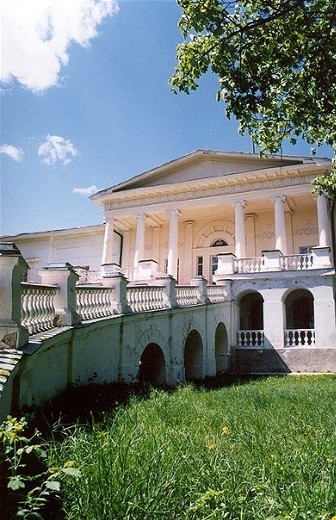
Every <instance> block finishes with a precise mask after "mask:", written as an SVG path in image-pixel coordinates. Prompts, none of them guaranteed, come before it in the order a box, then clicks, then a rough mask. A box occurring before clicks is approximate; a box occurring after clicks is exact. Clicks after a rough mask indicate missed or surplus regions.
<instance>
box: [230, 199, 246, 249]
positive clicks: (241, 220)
mask: <svg viewBox="0 0 336 520" xmlns="http://www.w3.org/2000/svg"><path fill="white" fill-rule="evenodd" d="M245 206H246V202H245V201H244V200H235V201H234V202H232V207H233V208H234V209H235V237H236V249H235V254H236V257H237V258H244V257H246V233H245V210H244V208H245Z"/></svg>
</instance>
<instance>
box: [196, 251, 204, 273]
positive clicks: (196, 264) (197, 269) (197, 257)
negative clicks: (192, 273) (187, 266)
mask: <svg viewBox="0 0 336 520" xmlns="http://www.w3.org/2000/svg"><path fill="white" fill-rule="evenodd" d="M196 274H197V276H203V256H198V257H197V263H196Z"/></svg>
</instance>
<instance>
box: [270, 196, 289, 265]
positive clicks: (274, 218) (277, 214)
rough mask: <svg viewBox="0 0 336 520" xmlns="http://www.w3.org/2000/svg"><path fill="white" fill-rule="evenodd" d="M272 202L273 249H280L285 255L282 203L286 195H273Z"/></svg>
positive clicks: (286, 241)
mask: <svg viewBox="0 0 336 520" xmlns="http://www.w3.org/2000/svg"><path fill="white" fill-rule="evenodd" d="M272 200H273V202H274V235H275V249H278V250H279V251H281V253H282V254H283V255H287V240H286V223H285V208H284V204H285V201H286V197H285V196H284V195H275V196H274V197H272Z"/></svg>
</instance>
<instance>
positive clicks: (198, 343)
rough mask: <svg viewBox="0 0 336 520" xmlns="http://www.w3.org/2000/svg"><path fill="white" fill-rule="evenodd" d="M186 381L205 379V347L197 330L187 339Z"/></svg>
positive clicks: (184, 364) (184, 348)
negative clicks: (203, 349) (203, 361)
mask: <svg viewBox="0 0 336 520" xmlns="http://www.w3.org/2000/svg"><path fill="white" fill-rule="evenodd" d="M184 373H185V380H186V381H192V380H194V379H202V377H203V345H202V338H201V336H200V334H199V332H197V330H192V331H191V332H190V333H189V334H188V337H187V339H186V342H185V347H184Z"/></svg>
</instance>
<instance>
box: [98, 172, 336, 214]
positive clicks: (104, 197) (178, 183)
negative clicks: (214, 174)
mask: <svg viewBox="0 0 336 520" xmlns="http://www.w3.org/2000/svg"><path fill="white" fill-rule="evenodd" d="M327 171H328V168H327V167H326V165H325V164H324V165H322V166H317V165H316V164H313V165H300V166H299V167H298V166H290V167H287V168H276V169H275V168H269V169H265V170H257V171H252V172H247V173H237V174H232V175H227V176H223V177H215V178H205V179H198V180H197V181H187V182H179V183H175V184H169V185H164V186H162V185H161V186H153V187H150V188H149V187H146V188H136V189H133V190H127V191H125V192H122V191H121V192H116V193H110V194H108V195H106V196H105V197H103V198H102V199H101V200H100V204H102V203H104V206H105V210H113V209H121V208H130V207H138V206H142V205H151V204H162V203H168V202H182V201H188V200H193V199H202V198H207V197H215V196H219V195H220V196H225V195H230V194H241V193H246V192H253V191H260V190H267V189H275V188H276V189H280V188H285V187H288V186H296V185H305V184H306V185H309V184H310V183H311V181H312V180H313V179H314V178H315V177H316V176H318V175H322V174H324V173H327Z"/></svg>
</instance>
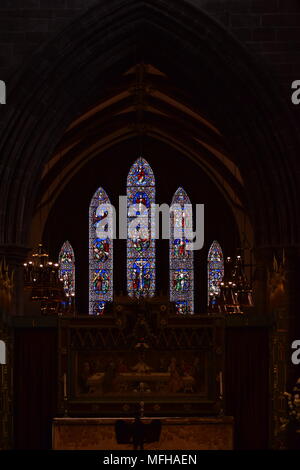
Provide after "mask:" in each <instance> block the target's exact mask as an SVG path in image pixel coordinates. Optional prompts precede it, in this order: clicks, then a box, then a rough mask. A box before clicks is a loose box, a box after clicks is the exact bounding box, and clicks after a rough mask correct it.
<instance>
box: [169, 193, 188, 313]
* * * * * * *
Exercise: Produce an exact copy of every line above, with the images left out.

Solution:
Every <instance> block finishes with a precise mask after "mask:", written as an SVG path in image-pixel coordinates. Prompts, none of them guaranteed, come before it in the order a box, then clicks, then a rough mask. A box occurring before clicks is approximate; a box occurring after clicks is exact. Clicks after a rough mask indicate missed or surplus regions.
<instance>
box: [230, 199, 246, 249]
positive clicks: (241, 220)
mask: <svg viewBox="0 0 336 520" xmlns="http://www.w3.org/2000/svg"><path fill="white" fill-rule="evenodd" d="M245 206H246V202H245V201H244V200H235V201H234V202H232V207H233V208H234V209H235V237H236V249H235V254H236V257H237V258H244V257H246V233H245V210H244V208H245Z"/></svg>
</instance>
<instance>
box: [196, 251, 204, 273]
positive clicks: (196, 264) (197, 269) (197, 257)
negative clicks: (192, 273) (187, 266)
mask: <svg viewBox="0 0 336 520" xmlns="http://www.w3.org/2000/svg"><path fill="white" fill-rule="evenodd" d="M196 274H197V276H203V256H198V257H197V263H196Z"/></svg>
</instance>
<instance>
box: [270, 196, 289, 265]
positive clicks: (274, 218) (277, 214)
rough mask: <svg viewBox="0 0 336 520" xmlns="http://www.w3.org/2000/svg"><path fill="white" fill-rule="evenodd" d="M272 202L273 249H280L285 255L282 203L286 195H273Z"/></svg>
positive clicks: (286, 241)
mask: <svg viewBox="0 0 336 520" xmlns="http://www.w3.org/2000/svg"><path fill="white" fill-rule="evenodd" d="M272 200H273V202H274V235H275V249H278V250H279V251H281V253H282V254H283V255H287V240H286V223H285V208H284V204H285V201H286V197H285V196H284V195H275V196H274V197H272Z"/></svg>
</instance>
<instance>
positive clicks: (198, 343)
rough mask: <svg viewBox="0 0 336 520" xmlns="http://www.w3.org/2000/svg"><path fill="white" fill-rule="evenodd" d="M186 381L205 379V347L197 330L187 339Z"/></svg>
positive clicks: (184, 364) (184, 348)
negative clicks: (203, 349) (203, 361)
mask: <svg viewBox="0 0 336 520" xmlns="http://www.w3.org/2000/svg"><path fill="white" fill-rule="evenodd" d="M184 373H185V380H186V381H192V380H194V379H202V377H203V345H202V338H201V336H200V334H199V332H197V330H192V331H191V332H190V333H189V334H188V337H187V339H186V342H185V347H184Z"/></svg>
</instance>
<instance>
box: [98, 172, 336, 214]
positive clicks: (104, 197) (178, 183)
negative clicks: (214, 174)
mask: <svg viewBox="0 0 336 520" xmlns="http://www.w3.org/2000/svg"><path fill="white" fill-rule="evenodd" d="M327 171H328V168H327V167H326V165H325V164H324V165H322V166H317V165H316V164H313V165H300V166H299V167H298V166H290V167H287V168H276V169H275V168H269V169H265V170H257V171H252V172H247V173H237V174H232V175H227V176H223V177H215V178H205V179H198V180H197V181H187V182H179V183H175V184H169V185H164V186H162V185H161V186H153V187H150V188H149V187H146V188H136V189H133V190H127V191H125V192H122V191H121V192H116V193H110V194H108V195H106V196H105V197H103V198H102V199H101V200H100V204H102V203H104V206H105V210H113V209H121V208H130V207H138V206H142V205H151V204H162V203H168V202H182V201H188V200H193V199H202V198H207V197H215V196H219V195H220V196H225V195H230V194H241V193H246V192H253V191H260V190H267V189H275V188H276V189H280V188H285V187H288V186H296V185H305V184H306V185H309V184H310V183H311V181H312V180H313V179H314V178H315V177H316V176H318V175H322V174H324V173H327Z"/></svg>
</instance>
Provide after "mask:" in each <instance> block the target's exact mask as an SVG path in image pixel coordinates. Optional prompts precede it, in this order: clicks, then a box, then a rough mask. A box before clicks is a loose box, a box after clicks is the exact bounding box, and clicks after a rough mask correct it.
<instance>
box: [169, 193, 188, 313]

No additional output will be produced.